[Items listed in a dataset]
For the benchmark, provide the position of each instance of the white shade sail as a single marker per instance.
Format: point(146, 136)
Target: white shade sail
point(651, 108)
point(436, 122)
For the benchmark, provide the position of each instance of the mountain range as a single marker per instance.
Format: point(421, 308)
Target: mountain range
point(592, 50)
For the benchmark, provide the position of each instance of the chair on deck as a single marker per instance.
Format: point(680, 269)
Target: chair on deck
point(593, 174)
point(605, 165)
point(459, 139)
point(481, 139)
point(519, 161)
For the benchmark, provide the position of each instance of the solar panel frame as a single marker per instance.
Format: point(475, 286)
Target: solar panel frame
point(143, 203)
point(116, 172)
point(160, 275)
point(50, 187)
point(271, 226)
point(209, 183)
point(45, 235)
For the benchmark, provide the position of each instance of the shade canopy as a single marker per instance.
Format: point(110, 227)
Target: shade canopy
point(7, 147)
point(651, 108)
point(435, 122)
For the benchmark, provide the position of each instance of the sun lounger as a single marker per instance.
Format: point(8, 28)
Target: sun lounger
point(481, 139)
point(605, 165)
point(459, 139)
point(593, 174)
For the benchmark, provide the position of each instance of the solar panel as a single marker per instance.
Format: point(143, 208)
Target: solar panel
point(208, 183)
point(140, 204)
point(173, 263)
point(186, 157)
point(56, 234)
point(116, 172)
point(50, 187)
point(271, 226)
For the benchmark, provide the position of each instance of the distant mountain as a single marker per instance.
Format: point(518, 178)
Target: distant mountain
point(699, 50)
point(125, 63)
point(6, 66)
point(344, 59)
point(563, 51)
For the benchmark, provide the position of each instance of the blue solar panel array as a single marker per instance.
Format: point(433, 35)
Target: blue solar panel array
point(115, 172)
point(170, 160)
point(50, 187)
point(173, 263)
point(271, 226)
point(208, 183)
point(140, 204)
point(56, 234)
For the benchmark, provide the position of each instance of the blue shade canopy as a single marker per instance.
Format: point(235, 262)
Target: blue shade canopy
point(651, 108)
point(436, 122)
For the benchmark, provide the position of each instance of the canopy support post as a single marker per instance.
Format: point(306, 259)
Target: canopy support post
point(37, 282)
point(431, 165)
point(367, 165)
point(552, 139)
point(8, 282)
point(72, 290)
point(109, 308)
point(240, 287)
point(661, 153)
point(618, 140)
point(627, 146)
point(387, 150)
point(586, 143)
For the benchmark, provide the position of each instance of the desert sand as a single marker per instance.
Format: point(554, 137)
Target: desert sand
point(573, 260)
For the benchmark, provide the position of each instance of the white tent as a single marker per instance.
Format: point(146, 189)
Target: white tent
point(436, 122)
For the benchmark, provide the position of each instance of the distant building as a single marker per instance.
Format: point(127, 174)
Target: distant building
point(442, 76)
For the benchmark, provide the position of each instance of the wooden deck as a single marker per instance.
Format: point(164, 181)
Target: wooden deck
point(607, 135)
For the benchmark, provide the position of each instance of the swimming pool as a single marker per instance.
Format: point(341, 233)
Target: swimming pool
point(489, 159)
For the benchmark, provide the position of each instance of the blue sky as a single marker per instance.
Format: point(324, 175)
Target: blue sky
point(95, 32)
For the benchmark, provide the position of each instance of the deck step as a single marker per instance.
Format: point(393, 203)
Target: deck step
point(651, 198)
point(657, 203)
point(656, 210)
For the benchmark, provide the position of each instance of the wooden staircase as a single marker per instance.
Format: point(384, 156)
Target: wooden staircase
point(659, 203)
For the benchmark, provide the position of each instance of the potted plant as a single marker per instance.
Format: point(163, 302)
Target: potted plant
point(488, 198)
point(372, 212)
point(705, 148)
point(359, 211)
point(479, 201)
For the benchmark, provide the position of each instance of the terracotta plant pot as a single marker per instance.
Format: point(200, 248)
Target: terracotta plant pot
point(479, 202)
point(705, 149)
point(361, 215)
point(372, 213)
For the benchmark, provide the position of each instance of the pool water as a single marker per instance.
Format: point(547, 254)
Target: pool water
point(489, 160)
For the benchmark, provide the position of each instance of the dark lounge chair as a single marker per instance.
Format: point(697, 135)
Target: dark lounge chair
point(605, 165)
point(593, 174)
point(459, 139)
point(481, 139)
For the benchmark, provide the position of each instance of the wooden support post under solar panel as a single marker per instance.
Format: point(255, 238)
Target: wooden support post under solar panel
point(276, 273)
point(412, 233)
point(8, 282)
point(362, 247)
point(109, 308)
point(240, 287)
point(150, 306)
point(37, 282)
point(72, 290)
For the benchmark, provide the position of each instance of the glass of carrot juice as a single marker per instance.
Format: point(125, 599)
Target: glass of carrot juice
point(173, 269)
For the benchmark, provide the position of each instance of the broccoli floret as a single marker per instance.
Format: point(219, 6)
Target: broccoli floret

◆ **INSTRUCTIONS TO FOLLOW**
Reproduce word for word the lines of the entries above, starting at the line that contains "water as a single marker per instance." and ending at the line that contains "point(489, 160)".

◆ **TASK ANSWER**
For the benchmark, provide the position of each instance of the pool water as a single marker per instance.
Format: point(547, 254)
Target: pool water
point(489, 160)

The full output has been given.